Unfortunately VLOOKUP is not able to fulfill that ask. However the INDEX-function can.
Here is a good read on how to use it:
http://fiveminutelessons.com/learn-microsoft-excel/use-index-lookup-multiple-values-list
This will work for you spreedsheet, if your input table starts at A1 without a header and your output table starts at H3 with the first ID.
You get this by copy&pasting the first column of your input table to column H and then remove duplicates.
{=IF(ISERROR(INDEX($A$1:$C$7,SMALL(IF($A$1:$A$7=$H$3,ROW($A$1:$A$7)),ROW(1:1)),3)),"",
INDEX($A$1:$C$7;SMALL(IF($A$1:$A$7=$H$3,ROW($A$1:$A$7)),ROW(1:1)),3))}
Let's look at the formula step by step:
The curly brackets tell excel that this is an array formula, the interesting part for you is: when you've inserted the formula (without curly brackets) press shift+ctrl+enter, excel will then know that this is an array formula.
'error at formula?, then blank, else formula
=IF(ISERROR(....),"",...)

STUDY MATERIAL ::

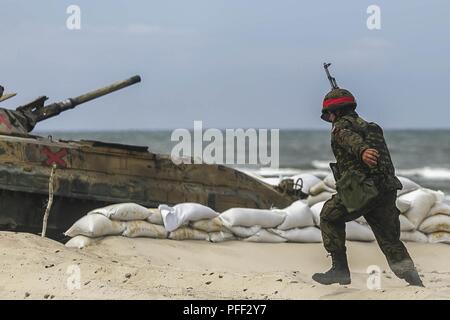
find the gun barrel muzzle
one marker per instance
(105, 90)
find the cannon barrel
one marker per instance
(56, 108)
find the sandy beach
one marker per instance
(123, 268)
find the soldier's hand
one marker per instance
(370, 157)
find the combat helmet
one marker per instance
(337, 98)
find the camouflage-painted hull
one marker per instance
(91, 174)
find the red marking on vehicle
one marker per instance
(55, 157)
(5, 121)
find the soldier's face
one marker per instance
(332, 116)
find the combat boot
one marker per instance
(413, 278)
(339, 272)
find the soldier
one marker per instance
(359, 148)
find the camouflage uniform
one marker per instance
(351, 135)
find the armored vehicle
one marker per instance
(91, 174)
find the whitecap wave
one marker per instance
(427, 173)
(320, 164)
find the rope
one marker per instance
(50, 201)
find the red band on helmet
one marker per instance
(329, 102)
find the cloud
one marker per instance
(142, 29)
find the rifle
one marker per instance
(330, 78)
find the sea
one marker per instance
(421, 155)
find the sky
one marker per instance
(229, 63)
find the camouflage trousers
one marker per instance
(383, 218)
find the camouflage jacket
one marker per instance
(350, 136)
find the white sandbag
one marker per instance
(421, 203)
(181, 214)
(220, 236)
(439, 208)
(319, 188)
(439, 196)
(123, 212)
(361, 220)
(413, 236)
(439, 237)
(408, 186)
(405, 224)
(402, 205)
(81, 242)
(185, 233)
(329, 181)
(316, 209)
(244, 232)
(436, 223)
(324, 196)
(308, 179)
(95, 225)
(358, 232)
(209, 225)
(304, 235)
(265, 236)
(134, 229)
(245, 217)
(298, 215)
(155, 216)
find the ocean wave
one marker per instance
(427, 173)
(320, 164)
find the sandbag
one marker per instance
(95, 225)
(319, 188)
(316, 209)
(81, 242)
(181, 214)
(298, 215)
(408, 186)
(439, 208)
(220, 236)
(304, 235)
(312, 200)
(308, 179)
(438, 195)
(155, 216)
(435, 223)
(123, 212)
(244, 232)
(265, 236)
(245, 217)
(134, 229)
(330, 181)
(209, 225)
(421, 203)
(405, 224)
(358, 232)
(402, 205)
(439, 237)
(186, 233)
(413, 236)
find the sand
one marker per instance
(121, 268)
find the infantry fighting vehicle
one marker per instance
(92, 174)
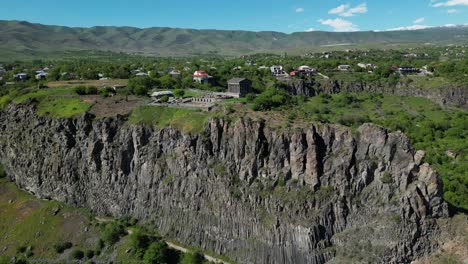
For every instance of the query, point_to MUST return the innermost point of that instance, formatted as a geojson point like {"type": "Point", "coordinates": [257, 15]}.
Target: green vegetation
{"type": "Point", "coordinates": [2, 172]}
{"type": "Point", "coordinates": [441, 132]}
{"type": "Point", "coordinates": [192, 121]}
{"type": "Point", "coordinates": [111, 232]}
{"type": "Point", "coordinates": [387, 178]}
{"type": "Point", "coordinates": [42, 229]}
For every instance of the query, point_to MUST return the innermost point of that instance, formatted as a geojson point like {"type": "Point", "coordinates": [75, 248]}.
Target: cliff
{"type": "Point", "coordinates": [241, 189]}
{"type": "Point", "coordinates": [448, 95]}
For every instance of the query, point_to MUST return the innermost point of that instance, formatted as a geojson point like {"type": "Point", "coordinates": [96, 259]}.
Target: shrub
{"type": "Point", "coordinates": [81, 90]}
{"type": "Point", "coordinates": [89, 254]}
{"type": "Point", "coordinates": [112, 232]}
{"type": "Point", "coordinates": [250, 97]}
{"type": "Point", "coordinates": [139, 242]}
{"type": "Point", "coordinates": [62, 246]}
{"type": "Point", "coordinates": [156, 253]}
{"type": "Point", "coordinates": [91, 90]}
{"type": "Point", "coordinates": [192, 258]}
{"type": "Point", "coordinates": [2, 172]}
{"type": "Point", "coordinates": [164, 99]}
{"type": "Point", "coordinates": [77, 254]}
{"type": "Point", "coordinates": [271, 98]}
{"type": "Point", "coordinates": [179, 93]}
{"type": "Point", "coordinates": [387, 178]}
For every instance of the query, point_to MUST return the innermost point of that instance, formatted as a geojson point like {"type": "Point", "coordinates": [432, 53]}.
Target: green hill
{"type": "Point", "coordinates": [19, 38]}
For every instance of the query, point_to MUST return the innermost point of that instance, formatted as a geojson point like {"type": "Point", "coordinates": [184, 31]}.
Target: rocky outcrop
{"type": "Point", "coordinates": [255, 194]}
{"type": "Point", "coordinates": [448, 95]}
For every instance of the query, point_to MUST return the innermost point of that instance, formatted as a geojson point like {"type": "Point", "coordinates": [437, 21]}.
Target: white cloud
{"type": "Point", "coordinates": [339, 25]}
{"type": "Point", "coordinates": [347, 10]}
{"type": "Point", "coordinates": [300, 10]}
{"type": "Point", "coordinates": [451, 3]}
{"type": "Point", "coordinates": [413, 27]}
{"type": "Point", "coordinates": [338, 10]}
{"type": "Point", "coordinates": [419, 20]}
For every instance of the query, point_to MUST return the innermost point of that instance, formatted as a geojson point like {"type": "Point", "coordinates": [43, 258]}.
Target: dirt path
{"type": "Point", "coordinates": [185, 250]}
{"type": "Point", "coordinates": [171, 245]}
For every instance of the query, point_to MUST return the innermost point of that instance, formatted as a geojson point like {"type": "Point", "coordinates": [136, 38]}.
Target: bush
{"type": "Point", "coordinates": [77, 254]}
{"type": "Point", "coordinates": [112, 232]}
{"type": "Point", "coordinates": [179, 93]}
{"type": "Point", "coordinates": [156, 253]}
{"type": "Point", "coordinates": [2, 172]}
{"type": "Point", "coordinates": [271, 98]}
{"type": "Point", "coordinates": [387, 178]}
{"type": "Point", "coordinates": [81, 90]}
{"type": "Point", "coordinates": [62, 246]}
{"type": "Point", "coordinates": [192, 258]}
{"type": "Point", "coordinates": [139, 242]}
{"type": "Point", "coordinates": [164, 99]}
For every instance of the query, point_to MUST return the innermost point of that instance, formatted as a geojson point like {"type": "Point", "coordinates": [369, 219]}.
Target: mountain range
{"type": "Point", "coordinates": [18, 38]}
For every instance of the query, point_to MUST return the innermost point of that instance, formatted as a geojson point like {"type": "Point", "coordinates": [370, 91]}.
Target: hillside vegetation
{"type": "Point", "coordinates": [22, 39]}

PROMPT A :: In the INDEX-function explanation, which keys must be pressed after inserting the formula so that Excel treats it as an array formula?
PROMPT B :: Reproduce the INDEX-function explanation word for word, starting at "Here is a good" and ending at "the first ID.".
PROMPT C :: Write what comes next in the INDEX-function explanation, picking up after its last line.

REPLY A :: Shift+ctrl+enter.

REPLY B ::
Here is a good read on how to use it:
http://fiveminutelessons.com/learn-microsoft-excel/use-index-lookup-multiple-values-list
This will work for you spreedsheet, if your input table starts at A1 without a header and your output table starts at H3 with the first ID.

REPLY C ::
When you autofill this formula you probably dont know how many instances of your lookup variable are. So when you put this formula in 4 cells, but there are only 3 entries, this bit will keep the cell blank instead of giving an error.
INDEX($A$1:$C$7,SMALL(IF($A$1:$A$7=$H$3,ROW($A$1:$A$7)),ROW(1:1)),3))
$A$1:$C$7 is your data matrix. Your IDs (in your case 125 and 501) are to be found in $A$1:$A$7. ROW(1:1) is the absolute(!) rowID, 3 the absolute(!) column id. So when you move your input table those values have to be changed.
What exactly SMALL and INDEX do are well described in the link above. (Or at least better than I could.)